— begin Records to use —

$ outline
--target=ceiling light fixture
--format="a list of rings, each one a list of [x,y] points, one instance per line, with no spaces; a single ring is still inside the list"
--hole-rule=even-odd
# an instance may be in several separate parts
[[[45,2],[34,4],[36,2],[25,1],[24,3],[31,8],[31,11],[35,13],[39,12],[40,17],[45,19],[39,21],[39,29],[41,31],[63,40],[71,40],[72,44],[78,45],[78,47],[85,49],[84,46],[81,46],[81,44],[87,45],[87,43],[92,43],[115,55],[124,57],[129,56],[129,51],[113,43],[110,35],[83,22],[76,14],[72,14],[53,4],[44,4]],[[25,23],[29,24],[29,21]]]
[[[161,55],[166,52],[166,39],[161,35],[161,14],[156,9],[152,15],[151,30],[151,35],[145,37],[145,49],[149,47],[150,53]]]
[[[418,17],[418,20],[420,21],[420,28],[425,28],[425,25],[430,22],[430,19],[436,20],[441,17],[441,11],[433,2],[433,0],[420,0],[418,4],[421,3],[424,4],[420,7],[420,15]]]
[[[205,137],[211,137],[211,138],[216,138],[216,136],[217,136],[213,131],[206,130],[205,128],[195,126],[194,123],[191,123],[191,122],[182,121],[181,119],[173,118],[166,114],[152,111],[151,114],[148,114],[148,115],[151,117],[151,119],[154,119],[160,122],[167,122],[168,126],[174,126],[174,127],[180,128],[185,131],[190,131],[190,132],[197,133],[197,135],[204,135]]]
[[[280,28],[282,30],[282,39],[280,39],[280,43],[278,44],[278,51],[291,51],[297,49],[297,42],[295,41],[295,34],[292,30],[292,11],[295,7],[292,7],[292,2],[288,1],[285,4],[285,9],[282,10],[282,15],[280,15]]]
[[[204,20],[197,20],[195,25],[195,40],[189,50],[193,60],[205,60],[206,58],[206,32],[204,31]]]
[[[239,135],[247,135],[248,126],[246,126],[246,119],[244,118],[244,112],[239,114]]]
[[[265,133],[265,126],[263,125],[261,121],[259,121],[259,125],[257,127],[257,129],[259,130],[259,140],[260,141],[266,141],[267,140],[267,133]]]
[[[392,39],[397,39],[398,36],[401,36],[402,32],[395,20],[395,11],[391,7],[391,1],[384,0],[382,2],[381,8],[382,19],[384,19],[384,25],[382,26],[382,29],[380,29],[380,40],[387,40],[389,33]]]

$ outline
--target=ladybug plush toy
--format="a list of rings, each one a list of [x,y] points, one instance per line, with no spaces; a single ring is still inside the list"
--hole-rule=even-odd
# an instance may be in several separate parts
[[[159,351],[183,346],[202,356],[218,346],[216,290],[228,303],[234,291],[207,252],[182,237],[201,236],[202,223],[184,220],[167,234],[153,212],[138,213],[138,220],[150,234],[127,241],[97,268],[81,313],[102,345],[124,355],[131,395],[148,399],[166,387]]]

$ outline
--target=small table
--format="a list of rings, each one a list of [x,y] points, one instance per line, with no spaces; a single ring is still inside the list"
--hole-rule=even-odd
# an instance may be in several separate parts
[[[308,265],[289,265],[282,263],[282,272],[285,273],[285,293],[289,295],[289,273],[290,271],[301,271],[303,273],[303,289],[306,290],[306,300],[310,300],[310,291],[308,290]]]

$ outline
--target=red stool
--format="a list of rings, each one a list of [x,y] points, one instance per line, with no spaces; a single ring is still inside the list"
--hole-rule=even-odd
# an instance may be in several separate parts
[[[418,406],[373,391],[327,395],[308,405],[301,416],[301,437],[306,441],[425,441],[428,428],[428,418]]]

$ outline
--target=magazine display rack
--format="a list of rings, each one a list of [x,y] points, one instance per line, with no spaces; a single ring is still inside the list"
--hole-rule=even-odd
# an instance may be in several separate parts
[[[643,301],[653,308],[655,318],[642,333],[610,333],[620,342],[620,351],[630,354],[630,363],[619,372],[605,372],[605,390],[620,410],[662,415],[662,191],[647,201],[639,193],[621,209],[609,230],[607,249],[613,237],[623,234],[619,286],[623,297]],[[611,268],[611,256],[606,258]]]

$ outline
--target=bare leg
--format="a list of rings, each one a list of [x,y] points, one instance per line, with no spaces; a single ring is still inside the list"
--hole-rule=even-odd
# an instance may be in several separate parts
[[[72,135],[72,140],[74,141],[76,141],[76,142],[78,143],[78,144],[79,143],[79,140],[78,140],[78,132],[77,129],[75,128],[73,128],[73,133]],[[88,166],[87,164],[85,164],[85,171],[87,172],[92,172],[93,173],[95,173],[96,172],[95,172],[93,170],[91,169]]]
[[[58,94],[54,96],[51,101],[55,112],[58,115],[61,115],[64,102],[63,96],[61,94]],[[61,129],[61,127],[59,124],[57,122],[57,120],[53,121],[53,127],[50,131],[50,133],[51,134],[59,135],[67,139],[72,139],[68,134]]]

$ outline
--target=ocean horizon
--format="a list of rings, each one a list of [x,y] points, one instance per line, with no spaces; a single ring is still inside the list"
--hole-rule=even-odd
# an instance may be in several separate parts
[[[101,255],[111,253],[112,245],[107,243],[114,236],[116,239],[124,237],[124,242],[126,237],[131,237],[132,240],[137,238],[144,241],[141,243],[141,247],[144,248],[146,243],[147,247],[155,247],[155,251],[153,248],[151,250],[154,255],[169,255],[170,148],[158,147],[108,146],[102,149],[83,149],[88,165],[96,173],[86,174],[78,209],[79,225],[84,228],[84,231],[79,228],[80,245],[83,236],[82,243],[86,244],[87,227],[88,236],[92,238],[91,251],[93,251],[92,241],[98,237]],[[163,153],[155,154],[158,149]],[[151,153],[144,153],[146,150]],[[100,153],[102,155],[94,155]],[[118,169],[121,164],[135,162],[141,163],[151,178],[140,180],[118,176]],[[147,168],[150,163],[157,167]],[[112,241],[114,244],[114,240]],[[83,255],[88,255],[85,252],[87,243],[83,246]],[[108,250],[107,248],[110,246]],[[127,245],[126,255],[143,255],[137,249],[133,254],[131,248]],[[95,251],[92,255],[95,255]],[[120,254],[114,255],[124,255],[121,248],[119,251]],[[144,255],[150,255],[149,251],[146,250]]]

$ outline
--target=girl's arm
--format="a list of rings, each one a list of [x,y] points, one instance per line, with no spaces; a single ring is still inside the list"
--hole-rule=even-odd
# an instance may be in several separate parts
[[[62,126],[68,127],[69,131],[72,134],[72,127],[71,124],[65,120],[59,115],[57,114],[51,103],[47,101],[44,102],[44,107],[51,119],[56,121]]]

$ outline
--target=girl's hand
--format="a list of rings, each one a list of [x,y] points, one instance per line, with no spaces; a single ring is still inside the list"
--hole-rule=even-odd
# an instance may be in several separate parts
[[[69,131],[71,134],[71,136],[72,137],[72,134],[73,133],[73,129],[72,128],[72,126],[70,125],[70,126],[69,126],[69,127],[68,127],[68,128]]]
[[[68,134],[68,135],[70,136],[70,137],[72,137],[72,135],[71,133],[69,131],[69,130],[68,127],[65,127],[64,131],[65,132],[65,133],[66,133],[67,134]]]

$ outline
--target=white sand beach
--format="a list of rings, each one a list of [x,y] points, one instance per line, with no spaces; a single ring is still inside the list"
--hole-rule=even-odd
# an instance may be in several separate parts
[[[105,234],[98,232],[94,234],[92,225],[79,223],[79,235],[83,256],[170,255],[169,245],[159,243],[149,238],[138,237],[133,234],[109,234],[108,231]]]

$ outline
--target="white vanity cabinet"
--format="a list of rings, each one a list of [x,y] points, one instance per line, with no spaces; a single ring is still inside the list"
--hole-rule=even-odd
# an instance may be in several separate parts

— end Records to use —
— begin Records to use —

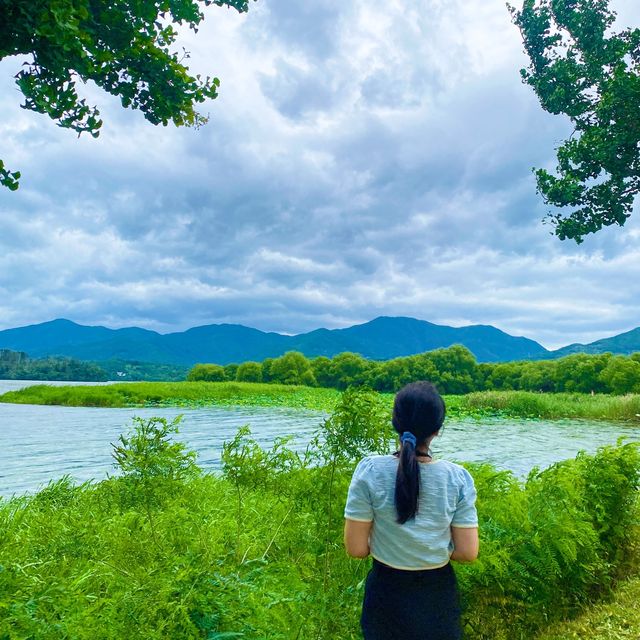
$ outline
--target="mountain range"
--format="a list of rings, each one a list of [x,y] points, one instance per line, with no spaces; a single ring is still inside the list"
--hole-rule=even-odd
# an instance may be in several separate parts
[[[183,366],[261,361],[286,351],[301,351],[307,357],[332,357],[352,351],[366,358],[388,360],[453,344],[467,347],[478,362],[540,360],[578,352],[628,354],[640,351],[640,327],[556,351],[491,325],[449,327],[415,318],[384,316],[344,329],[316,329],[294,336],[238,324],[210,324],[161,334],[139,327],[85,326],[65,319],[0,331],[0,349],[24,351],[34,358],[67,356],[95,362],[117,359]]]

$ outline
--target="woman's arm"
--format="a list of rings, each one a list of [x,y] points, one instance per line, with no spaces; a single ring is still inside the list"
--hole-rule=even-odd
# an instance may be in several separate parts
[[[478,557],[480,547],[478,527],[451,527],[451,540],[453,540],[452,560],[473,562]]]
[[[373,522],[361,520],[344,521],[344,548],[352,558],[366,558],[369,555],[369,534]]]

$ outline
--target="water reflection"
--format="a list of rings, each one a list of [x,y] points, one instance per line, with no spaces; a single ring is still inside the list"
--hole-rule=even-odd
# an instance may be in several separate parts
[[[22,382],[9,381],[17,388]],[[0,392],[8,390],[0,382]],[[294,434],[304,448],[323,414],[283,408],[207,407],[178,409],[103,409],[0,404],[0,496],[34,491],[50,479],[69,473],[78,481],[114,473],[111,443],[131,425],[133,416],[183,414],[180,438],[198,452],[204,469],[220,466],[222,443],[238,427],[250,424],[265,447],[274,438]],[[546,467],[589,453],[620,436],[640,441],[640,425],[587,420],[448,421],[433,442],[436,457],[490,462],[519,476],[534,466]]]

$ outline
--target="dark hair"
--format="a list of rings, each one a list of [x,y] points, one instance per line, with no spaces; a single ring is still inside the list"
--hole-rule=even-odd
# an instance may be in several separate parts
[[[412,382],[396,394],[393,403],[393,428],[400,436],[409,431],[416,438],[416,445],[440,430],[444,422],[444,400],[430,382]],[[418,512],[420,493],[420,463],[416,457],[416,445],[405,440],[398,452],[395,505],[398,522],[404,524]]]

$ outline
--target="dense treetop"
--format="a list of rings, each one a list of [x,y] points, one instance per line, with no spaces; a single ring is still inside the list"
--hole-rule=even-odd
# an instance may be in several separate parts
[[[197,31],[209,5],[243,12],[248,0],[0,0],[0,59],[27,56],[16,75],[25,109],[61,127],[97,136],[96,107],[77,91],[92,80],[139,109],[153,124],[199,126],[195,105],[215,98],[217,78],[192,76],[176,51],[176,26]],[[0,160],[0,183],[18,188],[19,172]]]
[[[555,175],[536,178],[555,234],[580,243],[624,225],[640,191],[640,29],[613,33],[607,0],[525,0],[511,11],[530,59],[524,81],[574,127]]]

— end Records to use —

Required work: Report how many lines of the data above contain the string "white". Case counts. Give only the number.

Result of the task: 2